• _PROBLEM TO SOLVE_:
In the methods text, at what wavelength was absorbance read in the cell proliferation assay?

• _PAGE TEXT_:

::::::::::

C3H10T1/2 cells were transiently transfected with Gli1, Gli-dependent firefly luciferase and β-galactosidase expression constructs (C3H10T1/2-Gli1-Luc cells) to assess Gli1-mediated transcriptional activity. The transfected cells were treated with GSL in the presence of either Shh-CM or HEK293 control medium. Following 30 h of incubation at 37°C, Gli1-dependent firefly luciferase and β-galactosidase activities were measured using a microplate luminometer (Perkin Elmer, Inc., Waltham, MA, USA).

Plasmids of the Gli-dependent firefly luciferase reporter construct and β-galactosidase expression construct were transiently transfected into PANC-1 cells (PANC-1-Gli-Luc cells) to assess Gli-mediated transcriptional activity in human pancreatic cancer cells. These cells were treated with various concentrations of GSL (0, 1, 5, 10 and 20 µM). Following 20 h of incubation at 37°C, cellular firefly luciferase and β-galactosidase activities were measured with a microplate luminometer.

Cell proliferation assay

Cells were plated at a density of 3×103 cells/well in a 96-well plate. The cells were incubated with various concentrations of GSL (0, 5, 10 and 20 µM) for 3 days, treated with MTT (5 mg/ml) solution for 4 h, and lysed with dimethyl sulfoxide. Absorbance was read at 540 nm using a microplate reader. The vehicle-treated group was considered as 100% of cell proliferation for each cell line.

Western blot analysis

PANC-1 and AsPC-1 cells were treated with various concentrations of GSL (0, 1, 5, 10 and 20 µM) for 20 h, harvested and lysed gently with cell lysis buffer (Cell Signaling Technology, Inc., Danvers, MA, USA). The cell lysates were centrifuged at 10,000 × g for 20 min at 4°C and the supernatants were collected, which were subjected to 10% sodium dodecyl sulfated-polyacrylamide gel electrophoresis and transferred to polyvinylidene difluoride membranes. Anti-Gli1 (cat. no. 2553), cyclin D1 (cat. no. 2922), phospho-Akt (p-Akt; cat. no. 9271), and total Akt (cat. no. 9272) rabbit polyclonal antibodies (dilution, 1:1,000; Cell Signaling Technology, Inc.) were used for the immunoblot analysis. The bands were detected by LAS3000 (Fujifilm Holdings Corporation, Tokyo, Japan) upon incubation with enhanced chemiluminescence reagents (GE Healthcare Life Sciences, Uppsala, Sweden).

::::::::::

(Records from a data collection)

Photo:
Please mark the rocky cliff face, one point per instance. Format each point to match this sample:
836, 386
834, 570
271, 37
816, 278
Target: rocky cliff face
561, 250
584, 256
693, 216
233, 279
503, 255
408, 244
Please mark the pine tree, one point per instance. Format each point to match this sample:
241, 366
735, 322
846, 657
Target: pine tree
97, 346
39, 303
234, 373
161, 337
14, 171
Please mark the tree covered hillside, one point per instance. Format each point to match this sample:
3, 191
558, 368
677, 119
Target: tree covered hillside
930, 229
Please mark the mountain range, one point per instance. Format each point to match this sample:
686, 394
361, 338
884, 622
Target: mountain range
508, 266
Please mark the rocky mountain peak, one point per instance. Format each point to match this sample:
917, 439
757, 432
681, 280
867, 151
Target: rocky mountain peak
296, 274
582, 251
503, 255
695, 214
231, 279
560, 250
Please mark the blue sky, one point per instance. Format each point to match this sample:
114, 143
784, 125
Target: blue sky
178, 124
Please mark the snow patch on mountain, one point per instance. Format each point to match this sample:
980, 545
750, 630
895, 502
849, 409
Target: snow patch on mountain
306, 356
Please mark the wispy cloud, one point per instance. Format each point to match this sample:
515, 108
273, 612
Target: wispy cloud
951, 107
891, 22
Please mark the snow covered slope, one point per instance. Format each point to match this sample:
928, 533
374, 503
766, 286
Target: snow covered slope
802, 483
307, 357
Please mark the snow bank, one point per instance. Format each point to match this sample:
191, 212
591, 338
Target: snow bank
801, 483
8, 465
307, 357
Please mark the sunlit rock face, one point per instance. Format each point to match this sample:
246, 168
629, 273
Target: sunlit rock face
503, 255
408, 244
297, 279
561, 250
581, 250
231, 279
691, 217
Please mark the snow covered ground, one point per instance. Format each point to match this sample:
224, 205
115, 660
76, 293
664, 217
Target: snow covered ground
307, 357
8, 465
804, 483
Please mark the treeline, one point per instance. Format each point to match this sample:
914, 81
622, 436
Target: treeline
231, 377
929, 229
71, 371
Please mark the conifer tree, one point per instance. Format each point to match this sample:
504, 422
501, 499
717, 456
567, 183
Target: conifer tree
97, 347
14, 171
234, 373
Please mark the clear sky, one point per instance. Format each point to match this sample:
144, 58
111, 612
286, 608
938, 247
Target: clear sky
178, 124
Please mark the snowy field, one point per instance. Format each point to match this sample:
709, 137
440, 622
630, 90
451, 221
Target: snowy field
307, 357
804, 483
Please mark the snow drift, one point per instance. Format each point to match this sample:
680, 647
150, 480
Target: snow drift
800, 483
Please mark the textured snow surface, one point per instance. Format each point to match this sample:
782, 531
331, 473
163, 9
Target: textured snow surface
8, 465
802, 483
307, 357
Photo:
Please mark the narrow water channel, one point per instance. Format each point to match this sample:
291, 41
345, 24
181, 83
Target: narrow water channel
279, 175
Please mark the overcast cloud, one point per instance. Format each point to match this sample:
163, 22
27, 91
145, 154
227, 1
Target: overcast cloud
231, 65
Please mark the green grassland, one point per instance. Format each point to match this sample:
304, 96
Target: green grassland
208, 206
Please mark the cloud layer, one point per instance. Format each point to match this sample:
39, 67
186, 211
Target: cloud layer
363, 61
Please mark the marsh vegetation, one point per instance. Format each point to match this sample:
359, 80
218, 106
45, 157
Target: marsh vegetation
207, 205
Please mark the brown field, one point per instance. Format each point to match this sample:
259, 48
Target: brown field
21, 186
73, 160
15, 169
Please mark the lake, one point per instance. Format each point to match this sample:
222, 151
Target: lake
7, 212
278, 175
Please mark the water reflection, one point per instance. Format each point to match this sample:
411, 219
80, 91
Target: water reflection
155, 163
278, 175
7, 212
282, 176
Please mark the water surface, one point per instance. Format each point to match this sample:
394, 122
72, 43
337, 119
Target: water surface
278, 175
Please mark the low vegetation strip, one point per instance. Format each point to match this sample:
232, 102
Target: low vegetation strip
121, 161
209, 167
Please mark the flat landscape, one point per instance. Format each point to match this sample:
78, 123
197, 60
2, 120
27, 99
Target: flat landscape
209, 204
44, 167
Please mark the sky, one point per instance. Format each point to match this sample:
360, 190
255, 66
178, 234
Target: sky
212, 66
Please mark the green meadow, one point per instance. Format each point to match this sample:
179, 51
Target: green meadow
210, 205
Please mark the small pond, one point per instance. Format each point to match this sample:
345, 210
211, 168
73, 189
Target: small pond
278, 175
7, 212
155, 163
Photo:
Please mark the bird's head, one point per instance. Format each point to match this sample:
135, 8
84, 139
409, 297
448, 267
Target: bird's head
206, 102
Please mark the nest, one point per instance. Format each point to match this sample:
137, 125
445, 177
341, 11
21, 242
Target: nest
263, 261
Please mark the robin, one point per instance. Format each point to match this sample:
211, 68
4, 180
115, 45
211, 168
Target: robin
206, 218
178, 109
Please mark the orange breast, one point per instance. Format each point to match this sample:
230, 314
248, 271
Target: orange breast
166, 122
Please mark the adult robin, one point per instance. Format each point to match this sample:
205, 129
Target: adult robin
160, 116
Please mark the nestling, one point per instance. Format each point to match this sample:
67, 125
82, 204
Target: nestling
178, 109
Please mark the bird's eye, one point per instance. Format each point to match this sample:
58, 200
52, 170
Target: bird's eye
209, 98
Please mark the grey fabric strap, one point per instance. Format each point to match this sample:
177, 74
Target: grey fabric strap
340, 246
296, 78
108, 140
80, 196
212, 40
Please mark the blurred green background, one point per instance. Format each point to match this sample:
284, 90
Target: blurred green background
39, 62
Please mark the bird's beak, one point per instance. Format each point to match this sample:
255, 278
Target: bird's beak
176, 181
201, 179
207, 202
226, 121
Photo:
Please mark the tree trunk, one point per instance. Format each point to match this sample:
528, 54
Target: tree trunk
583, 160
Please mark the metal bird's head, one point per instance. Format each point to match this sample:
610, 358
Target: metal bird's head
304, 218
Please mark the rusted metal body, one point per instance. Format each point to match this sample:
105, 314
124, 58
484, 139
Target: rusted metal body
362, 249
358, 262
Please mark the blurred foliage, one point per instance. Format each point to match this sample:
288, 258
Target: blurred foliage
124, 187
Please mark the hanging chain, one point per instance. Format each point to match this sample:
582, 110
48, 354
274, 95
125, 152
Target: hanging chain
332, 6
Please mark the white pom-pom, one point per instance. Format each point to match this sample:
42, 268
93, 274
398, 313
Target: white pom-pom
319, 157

::::::::::

• _YOUR SOLUTION_:
540 nm